YOUR GOAL >>
Write how many lines in the records below include the string "grass". No other text should be given.

DATA FOR REVIEW >>

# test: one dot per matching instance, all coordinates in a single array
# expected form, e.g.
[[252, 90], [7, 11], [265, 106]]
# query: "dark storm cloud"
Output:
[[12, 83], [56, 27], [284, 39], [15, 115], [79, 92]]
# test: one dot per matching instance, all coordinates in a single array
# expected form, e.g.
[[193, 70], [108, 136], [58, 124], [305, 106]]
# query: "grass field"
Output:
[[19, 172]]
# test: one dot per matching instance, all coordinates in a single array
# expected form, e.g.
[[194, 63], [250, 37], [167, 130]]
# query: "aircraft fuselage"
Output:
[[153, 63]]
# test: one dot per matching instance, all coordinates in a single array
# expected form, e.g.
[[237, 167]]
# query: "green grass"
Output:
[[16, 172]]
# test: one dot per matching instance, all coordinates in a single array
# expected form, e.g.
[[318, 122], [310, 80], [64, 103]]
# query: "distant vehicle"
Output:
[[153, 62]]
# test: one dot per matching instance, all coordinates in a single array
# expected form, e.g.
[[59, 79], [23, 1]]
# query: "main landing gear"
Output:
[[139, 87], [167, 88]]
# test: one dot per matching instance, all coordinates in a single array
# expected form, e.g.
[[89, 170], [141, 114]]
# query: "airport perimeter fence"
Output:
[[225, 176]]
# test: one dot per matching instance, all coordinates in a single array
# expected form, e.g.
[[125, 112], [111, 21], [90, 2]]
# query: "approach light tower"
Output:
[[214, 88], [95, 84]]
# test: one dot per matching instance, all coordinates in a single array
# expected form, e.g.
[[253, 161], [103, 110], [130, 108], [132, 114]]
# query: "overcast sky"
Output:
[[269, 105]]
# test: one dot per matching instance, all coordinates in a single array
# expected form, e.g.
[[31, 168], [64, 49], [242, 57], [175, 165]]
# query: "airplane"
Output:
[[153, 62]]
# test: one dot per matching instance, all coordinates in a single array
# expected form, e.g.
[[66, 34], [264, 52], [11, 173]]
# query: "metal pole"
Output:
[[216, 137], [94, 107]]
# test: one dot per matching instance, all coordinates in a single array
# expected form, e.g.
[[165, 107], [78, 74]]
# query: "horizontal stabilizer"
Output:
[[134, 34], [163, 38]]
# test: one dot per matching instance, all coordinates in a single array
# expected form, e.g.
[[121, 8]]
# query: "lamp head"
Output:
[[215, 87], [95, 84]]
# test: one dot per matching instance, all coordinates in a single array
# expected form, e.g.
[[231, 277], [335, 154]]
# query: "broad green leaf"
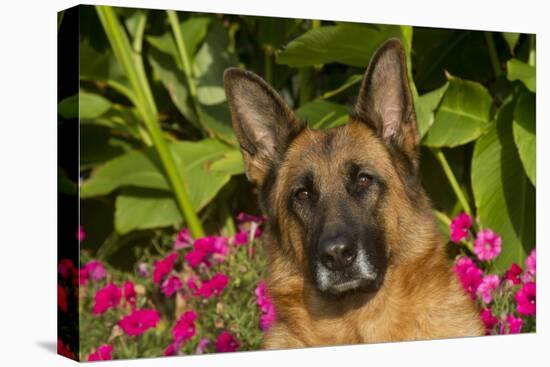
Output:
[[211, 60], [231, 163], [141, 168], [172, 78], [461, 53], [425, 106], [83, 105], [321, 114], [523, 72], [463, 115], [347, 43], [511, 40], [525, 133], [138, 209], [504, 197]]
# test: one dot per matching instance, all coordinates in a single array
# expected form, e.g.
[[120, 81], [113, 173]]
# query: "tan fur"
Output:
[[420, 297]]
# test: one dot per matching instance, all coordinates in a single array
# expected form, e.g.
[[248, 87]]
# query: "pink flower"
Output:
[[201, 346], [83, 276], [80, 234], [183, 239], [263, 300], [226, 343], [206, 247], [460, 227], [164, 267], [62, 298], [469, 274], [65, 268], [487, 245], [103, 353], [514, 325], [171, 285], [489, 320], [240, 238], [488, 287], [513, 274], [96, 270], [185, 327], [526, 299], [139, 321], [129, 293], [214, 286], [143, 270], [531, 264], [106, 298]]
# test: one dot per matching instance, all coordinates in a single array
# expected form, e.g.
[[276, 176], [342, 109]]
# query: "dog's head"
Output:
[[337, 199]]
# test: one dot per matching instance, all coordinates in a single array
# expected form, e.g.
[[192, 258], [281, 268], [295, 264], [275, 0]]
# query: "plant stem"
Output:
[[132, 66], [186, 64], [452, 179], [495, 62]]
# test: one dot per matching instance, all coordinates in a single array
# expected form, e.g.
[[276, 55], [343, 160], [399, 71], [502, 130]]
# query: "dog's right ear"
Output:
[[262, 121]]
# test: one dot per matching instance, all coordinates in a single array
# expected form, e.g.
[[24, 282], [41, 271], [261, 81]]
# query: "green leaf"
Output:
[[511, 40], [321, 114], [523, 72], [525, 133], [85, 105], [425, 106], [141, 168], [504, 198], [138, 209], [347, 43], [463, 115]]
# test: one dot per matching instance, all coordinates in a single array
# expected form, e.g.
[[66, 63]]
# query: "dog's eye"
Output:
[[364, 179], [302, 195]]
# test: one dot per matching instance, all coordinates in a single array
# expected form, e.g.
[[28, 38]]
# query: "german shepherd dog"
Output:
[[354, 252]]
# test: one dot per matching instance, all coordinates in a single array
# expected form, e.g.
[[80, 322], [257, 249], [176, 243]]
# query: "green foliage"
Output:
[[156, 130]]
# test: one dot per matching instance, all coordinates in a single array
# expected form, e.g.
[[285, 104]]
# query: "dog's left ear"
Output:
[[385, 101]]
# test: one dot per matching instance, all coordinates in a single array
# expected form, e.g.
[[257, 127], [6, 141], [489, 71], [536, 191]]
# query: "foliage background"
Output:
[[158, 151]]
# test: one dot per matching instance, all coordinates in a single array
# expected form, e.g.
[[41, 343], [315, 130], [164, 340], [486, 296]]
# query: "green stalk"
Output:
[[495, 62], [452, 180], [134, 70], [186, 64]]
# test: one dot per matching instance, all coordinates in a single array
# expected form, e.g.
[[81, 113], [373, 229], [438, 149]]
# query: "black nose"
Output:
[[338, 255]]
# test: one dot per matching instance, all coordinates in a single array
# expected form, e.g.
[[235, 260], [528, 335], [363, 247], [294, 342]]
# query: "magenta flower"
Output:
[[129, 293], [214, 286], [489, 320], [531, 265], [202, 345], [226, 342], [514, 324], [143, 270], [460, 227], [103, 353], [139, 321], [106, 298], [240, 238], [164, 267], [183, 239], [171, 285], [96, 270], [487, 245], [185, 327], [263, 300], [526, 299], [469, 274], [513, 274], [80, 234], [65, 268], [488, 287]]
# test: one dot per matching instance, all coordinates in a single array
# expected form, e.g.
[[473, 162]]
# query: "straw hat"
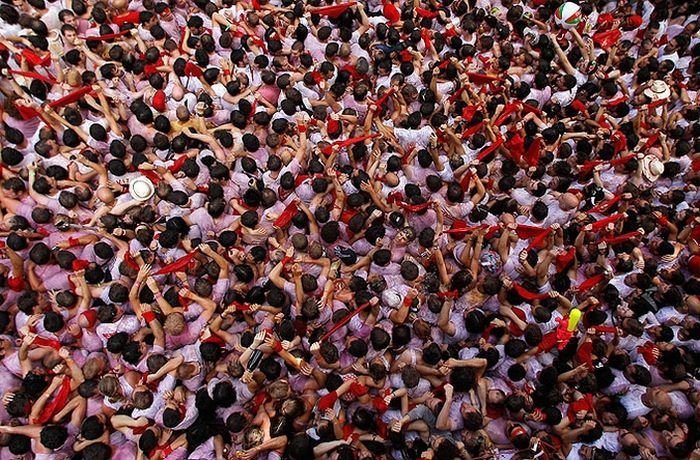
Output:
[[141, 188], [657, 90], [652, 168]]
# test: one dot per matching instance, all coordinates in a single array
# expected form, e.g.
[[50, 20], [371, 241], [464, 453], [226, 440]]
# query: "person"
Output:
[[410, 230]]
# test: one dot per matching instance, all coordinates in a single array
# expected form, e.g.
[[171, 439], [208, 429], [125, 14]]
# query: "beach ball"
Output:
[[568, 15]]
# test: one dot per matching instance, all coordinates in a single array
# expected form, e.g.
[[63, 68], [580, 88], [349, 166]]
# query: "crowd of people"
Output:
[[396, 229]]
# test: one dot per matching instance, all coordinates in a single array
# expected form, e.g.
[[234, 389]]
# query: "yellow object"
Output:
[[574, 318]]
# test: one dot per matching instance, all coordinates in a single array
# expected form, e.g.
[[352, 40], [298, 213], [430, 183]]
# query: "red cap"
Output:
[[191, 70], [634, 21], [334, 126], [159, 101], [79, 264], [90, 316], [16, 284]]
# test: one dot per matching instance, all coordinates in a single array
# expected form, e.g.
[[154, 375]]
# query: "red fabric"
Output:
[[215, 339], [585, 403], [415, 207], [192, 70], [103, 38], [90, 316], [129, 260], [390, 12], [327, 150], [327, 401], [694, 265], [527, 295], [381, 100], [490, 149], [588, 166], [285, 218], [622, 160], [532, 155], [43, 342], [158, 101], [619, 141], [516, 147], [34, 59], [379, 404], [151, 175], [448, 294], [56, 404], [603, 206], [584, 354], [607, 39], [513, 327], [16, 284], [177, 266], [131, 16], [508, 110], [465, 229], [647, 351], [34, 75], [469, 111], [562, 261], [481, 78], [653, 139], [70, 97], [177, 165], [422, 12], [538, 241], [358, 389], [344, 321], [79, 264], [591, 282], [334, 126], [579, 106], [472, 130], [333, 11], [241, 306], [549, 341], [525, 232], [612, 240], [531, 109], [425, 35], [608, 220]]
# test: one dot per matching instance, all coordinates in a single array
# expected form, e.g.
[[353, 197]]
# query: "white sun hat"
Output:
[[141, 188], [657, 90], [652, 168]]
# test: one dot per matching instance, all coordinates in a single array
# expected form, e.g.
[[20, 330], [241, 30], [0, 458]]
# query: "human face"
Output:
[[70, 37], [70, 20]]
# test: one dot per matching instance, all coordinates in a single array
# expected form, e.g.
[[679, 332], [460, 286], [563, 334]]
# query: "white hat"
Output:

EXERCISE ANSWER >>
2